* **What to work on**
Convert all the rows below into a JSON list of strings, using one string per line and omitting blank lines.

* **Provided records**
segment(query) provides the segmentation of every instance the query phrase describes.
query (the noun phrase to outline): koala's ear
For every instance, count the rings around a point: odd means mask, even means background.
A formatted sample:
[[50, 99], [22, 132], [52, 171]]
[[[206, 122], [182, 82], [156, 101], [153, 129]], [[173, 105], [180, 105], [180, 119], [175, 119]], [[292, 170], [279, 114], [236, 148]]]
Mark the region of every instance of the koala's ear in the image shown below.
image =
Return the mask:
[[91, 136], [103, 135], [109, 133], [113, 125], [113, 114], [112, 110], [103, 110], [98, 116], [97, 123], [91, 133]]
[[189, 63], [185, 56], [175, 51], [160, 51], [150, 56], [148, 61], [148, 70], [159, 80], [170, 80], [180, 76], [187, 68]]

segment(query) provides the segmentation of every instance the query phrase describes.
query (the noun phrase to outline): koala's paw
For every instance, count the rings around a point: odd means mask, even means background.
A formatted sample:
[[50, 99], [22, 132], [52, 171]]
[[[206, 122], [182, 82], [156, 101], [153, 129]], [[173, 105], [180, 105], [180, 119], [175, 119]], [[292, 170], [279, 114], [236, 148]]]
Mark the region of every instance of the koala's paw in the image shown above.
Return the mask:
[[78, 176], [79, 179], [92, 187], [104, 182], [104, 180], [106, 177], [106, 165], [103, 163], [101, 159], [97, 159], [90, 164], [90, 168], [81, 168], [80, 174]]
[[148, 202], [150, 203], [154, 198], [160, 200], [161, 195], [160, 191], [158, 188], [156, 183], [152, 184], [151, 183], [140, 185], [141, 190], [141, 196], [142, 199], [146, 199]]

* **Response to this exercise**
[
  "segment(query) provides the segmentation of every instance the query phrase describes.",
  "query (the noun phrase to outline): koala's ear",
  "For every instance, count the rings around a point: odd means mask, even means background.",
  "A formatted sample:",
  "[[50, 99], [22, 132], [52, 171]]",
  "[[[206, 122], [182, 82], [156, 101], [153, 129]], [[173, 105], [180, 105], [180, 119], [175, 119]], [[292, 170], [279, 114], [236, 148]]]",
  "Mark the region of every instance of the koala's ear in the image shown below.",
  "image =",
  "Return the mask:",
  "[[91, 136], [103, 135], [109, 133], [113, 125], [113, 114], [112, 110], [103, 110], [98, 116], [97, 123], [91, 133]]",
  "[[189, 63], [185, 56], [175, 51], [160, 51], [150, 56], [148, 61], [148, 70], [159, 80], [170, 80], [180, 76], [187, 68]]",
  "segment(query) provides the segmentation of every instance the query phrase describes.",
  "query (the noun phrase to outline): koala's paw",
  "For every instance, count the rings around a point: odd means mask, even means background.",
  "A formatted sample:",
  "[[50, 99], [22, 132], [52, 171]]",
  "[[[206, 122], [182, 82], [156, 101], [153, 129]], [[173, 105], [180, 105], [180, 119], [175, 119]], [[292, 170], [279, 114], [236, 148]]]",
  "Mark the region of every instance of the koala's paw in the image shown above.",
  "Return the mask:",
  "[[78, 176], [79, 179], [92, 187], [104, 182], [104, 180], [106, 177], [106, 165], [103, 163], [101, 159], [97, 159], [90, 164], [90, 168], [81, 168], [80, 174]]",
  "[[148, 202], [150, 203], [154, 198], [160, 200], [161, 195], [160, 191], [158, 188], [156, 183], [152, 184], [151, 183], [140, 185], [141, 190], [141, 196], [142, 199], [146, 199]]"
]